↓

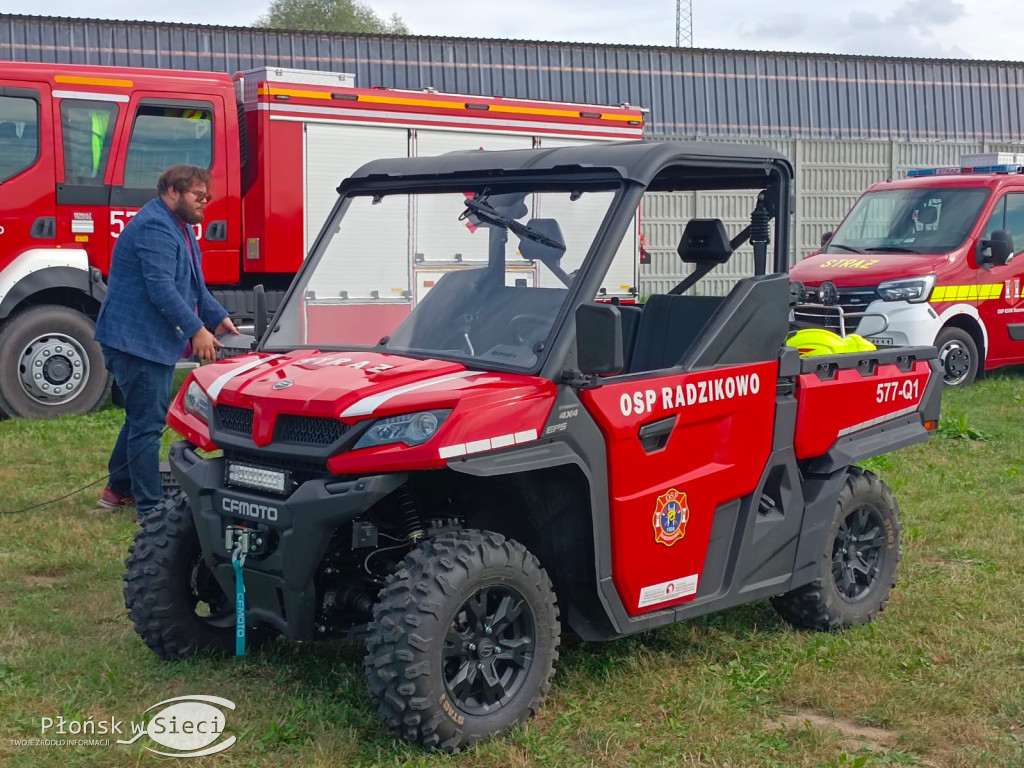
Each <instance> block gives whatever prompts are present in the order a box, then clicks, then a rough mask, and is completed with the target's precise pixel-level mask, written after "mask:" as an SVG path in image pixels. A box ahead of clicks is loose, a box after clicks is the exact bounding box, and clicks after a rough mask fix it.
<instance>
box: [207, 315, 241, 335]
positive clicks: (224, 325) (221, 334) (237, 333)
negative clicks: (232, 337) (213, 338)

↑

**Required action:** Put every line of the records above into a Markdown table with the columns "Row" and "Line", numbering the rows and skipping blank lines. Leave the pictures out of the table.

**Solution:**
| Row | Line |
|---|---|
| 1 | Each <instance> block gives whatever prompts are present in the order a box, then clicks, then a rough mask, and is completed with the target's precise pixel-level mask, written after "mask:" as an SVG path in image pixels. A box ahead of clicks is loose, a box after clicks is the exact bounding box, and clicks after a rough mask fix it. |
| 2 | <instance> |
| 3 | box: [207, 315, 241, 335] |
| 4 | positive clicks: (224, 325) (221, 334) (237, 333) |
| 5 | negative clicks: (232, 337) (213, 338) |